§ **Excerpted passage**:
The announcement comes on International Day for Preventing the Exploitation of the Environment in War and Armed Conflict, which aims to prevent the unsustainable exploitation of natural resources from fueling conflict or threatening peace.
Conflicts over natural resources are among the greatest challenges in 21st century geopolitics, and present serious threats to human security. At least 40 per cent of all internal armed conflicts over the past 65 years have had an important natural resource dimension. Since 1989, more than 35 major armed conflicts have been financed by revenues from conflict resources. In the coming years, extreme climate stresses are expected to double the risk of violent conflict.
Despite the risks that war and armed conflict pose for the environment and the role that natural resources may play in fueling or amplifying armed conflicts, there are also significant opportunities linking the environment and peacebuilding.
UN Environment Executive Director Erik Solheim said: “Today is the International Day for Preventing the Exploitation of the Environment in War and Armed Conflict. But let’s also not forget the power of environmental cooperation to drive peace and prosperity”.
Indeed, knowledge and experience regarding the important role of natural resources and the environment in post-conflict peacebuilding has grown immensely over the past two decades.

§ **Job a**:
List every figure written in digits that appears in the passage on the environment and armed conflict, in the order it occurs.

§ **Input data**:

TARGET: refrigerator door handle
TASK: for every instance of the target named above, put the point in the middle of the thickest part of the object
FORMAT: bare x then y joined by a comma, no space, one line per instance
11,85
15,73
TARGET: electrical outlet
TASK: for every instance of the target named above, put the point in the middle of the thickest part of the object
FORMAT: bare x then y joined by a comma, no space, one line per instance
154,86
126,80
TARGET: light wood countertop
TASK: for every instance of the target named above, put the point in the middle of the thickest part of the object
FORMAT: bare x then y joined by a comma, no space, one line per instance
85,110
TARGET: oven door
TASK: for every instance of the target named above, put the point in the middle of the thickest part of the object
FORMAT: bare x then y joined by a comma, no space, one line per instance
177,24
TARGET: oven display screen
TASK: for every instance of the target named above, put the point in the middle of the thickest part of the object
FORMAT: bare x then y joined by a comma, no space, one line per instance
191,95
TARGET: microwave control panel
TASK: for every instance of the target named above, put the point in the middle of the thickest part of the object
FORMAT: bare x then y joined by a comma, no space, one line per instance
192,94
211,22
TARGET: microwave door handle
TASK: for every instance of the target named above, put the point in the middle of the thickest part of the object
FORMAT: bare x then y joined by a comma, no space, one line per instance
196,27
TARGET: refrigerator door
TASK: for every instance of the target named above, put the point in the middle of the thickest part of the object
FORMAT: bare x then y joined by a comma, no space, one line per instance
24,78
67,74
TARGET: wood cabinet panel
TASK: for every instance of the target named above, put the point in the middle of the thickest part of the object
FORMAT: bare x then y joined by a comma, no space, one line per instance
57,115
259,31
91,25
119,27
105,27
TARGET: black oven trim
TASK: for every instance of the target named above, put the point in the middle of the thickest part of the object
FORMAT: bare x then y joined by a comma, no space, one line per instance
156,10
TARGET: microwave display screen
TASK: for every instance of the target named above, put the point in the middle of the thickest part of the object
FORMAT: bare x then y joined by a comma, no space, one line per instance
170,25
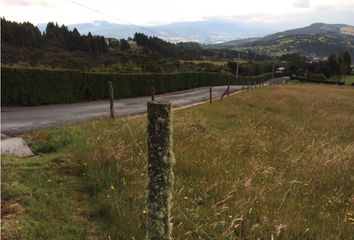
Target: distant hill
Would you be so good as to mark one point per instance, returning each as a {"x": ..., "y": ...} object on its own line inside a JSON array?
[
  {"x": 231, "y": 44},
  {"x": 316, "y": 40},
  {"x": 211, "y": 31}
]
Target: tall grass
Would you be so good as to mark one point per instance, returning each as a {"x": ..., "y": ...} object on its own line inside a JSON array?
[{"x": 273, "y": 163}]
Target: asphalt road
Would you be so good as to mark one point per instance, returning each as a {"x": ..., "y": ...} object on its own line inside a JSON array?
[{"x": 18, "y": 120}]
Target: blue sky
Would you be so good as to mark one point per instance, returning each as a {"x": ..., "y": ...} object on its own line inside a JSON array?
[{"x": 291, "y": 13}]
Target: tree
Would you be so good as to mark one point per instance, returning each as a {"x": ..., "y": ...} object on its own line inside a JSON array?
[
  {"x": 346, "y": 60},
  {"x": 333, "y": 64},
  {"x": 124, "y": 45}
]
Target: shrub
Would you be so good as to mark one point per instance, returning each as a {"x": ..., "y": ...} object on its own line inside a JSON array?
[
  {"x": 318, "y": 77},
  {"x": 29, "y": 86}
]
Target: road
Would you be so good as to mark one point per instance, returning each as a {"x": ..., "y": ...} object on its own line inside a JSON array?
[{"x": 19, "y": 120}]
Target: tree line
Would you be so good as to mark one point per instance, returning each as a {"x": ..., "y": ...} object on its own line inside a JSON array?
[
  {"x": 28, "y": 35},
  {"x": 336, "y": 65}
]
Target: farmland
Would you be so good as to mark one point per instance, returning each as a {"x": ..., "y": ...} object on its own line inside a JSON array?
[{"x": 275, "y": 162}]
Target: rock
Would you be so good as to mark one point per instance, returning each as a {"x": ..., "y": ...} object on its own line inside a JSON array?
[{"x": 15, "y": 146}]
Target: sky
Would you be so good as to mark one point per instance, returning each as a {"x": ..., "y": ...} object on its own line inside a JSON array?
[{"x": 289, "y": 13}]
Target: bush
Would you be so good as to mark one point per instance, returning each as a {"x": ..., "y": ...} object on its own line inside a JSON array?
[{"x": 28, "y": 86}]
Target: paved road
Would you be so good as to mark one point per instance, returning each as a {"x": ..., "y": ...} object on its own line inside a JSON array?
[{"x": 18, "y": 120}]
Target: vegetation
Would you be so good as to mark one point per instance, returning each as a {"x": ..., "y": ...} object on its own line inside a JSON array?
[
  {"x": 25, "y": 34},
  {"x": 26, "y": 86},
  {"x": 270, "y": 163},
  {"x": 58, "y": 47}
]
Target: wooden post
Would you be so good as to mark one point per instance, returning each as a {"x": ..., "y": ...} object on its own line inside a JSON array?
[
  {"x": 273, "y": 72},
  {"x": 152, "y": 94},
  {"x": 160, "y": 173},
  {"x": 210, "y": 95},
  {"x": 111, "y": 98}
]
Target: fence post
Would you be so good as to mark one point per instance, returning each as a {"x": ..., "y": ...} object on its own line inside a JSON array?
[
  {"x": 210, "y": 95},
  {"x": 160, "y": 173},
  {"x": 153, "y": 94},
  {"x": 111, "y": 97}
]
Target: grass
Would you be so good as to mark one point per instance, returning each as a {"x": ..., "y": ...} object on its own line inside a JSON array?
[
  {"x": 349, "y": 80},
  {"x": 276, "y": 162}
]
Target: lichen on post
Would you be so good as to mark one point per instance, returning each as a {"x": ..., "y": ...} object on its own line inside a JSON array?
[
  {"x": 160, "y": 173},
  {"x": 111, "y": 98}
]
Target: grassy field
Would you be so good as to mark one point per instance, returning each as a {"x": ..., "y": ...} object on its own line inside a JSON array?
[
  {"x": 349, "y": 80},
  {"x": 271, "y": 163}
]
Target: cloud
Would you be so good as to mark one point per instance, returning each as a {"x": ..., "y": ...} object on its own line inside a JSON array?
[
  {"x": 302, "y": 3},
  {"x": 25, "y": 3}
]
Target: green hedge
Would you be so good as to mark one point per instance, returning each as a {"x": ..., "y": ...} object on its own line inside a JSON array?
[{"x": 27, "y": 86}]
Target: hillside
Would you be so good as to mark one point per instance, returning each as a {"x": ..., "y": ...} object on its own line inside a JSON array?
[
  {"x": 316, "y": 40},
  {"x": 209, "y": 31}
]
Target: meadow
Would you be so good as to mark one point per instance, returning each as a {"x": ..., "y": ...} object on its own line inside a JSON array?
[{"x": 271, "y": 163}]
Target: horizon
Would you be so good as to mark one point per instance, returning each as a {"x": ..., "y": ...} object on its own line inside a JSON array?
[{"x": 284, "y": 14}]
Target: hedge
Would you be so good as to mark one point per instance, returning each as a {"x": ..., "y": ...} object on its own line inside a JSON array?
[{"x": 27, "y": 86}]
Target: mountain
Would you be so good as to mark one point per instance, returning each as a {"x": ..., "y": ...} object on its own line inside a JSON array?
[
  {"x": 209, "y": 31},
  {"x": 231, "y": 44},
  {"x": 316, "y": 40}
]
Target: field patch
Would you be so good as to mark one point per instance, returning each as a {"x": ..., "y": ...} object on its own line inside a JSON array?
[{"x": 271, "y": 163}]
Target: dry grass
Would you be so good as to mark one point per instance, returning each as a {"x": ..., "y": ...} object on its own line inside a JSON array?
[{"x": 273, "y": 163}]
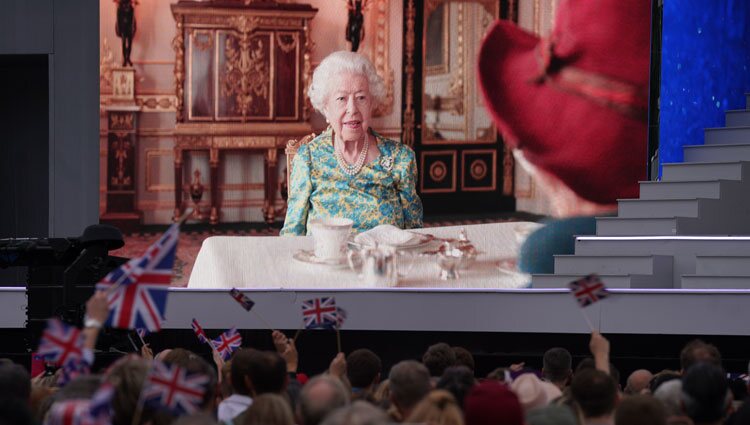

§ **Job b**:
Echo the rows from the line holding "Target: hedge" through the end of the rows, both ends included, leaving out any pictures.

§ **Task result a**:
21st
40
65
1989
35

§ **Task result b**:
Target: hedge
Would you be so good as to mark one point per instance, returning each as a {"x": ..., "y": ...} object on its own line inside a JSON array?
[{"x": 27, "y": 86}]
Target: mountain
Would you be so good as to mark one point per instance, returning each as a {"x": ..., "y": ...} object on its own line inside a JSON array?
[
  {"x": 209, "y": 31},
  {"x": 231, "y": 44},
  {"x": 316, "y": 40}
]
Target: field patch
Would you be so good as to mark one point per instance, returning each as a {"x": ..., "y": ...} object on its own line inside a JSON array?
[{"x": 271, "y": 163}]
Target: dry grass
Would you be so good as to mark one point per instance, returning each as a {"x": ..., "y": ...} object on its own line inside a JSON array?
[{"x": 273, "y": 163}]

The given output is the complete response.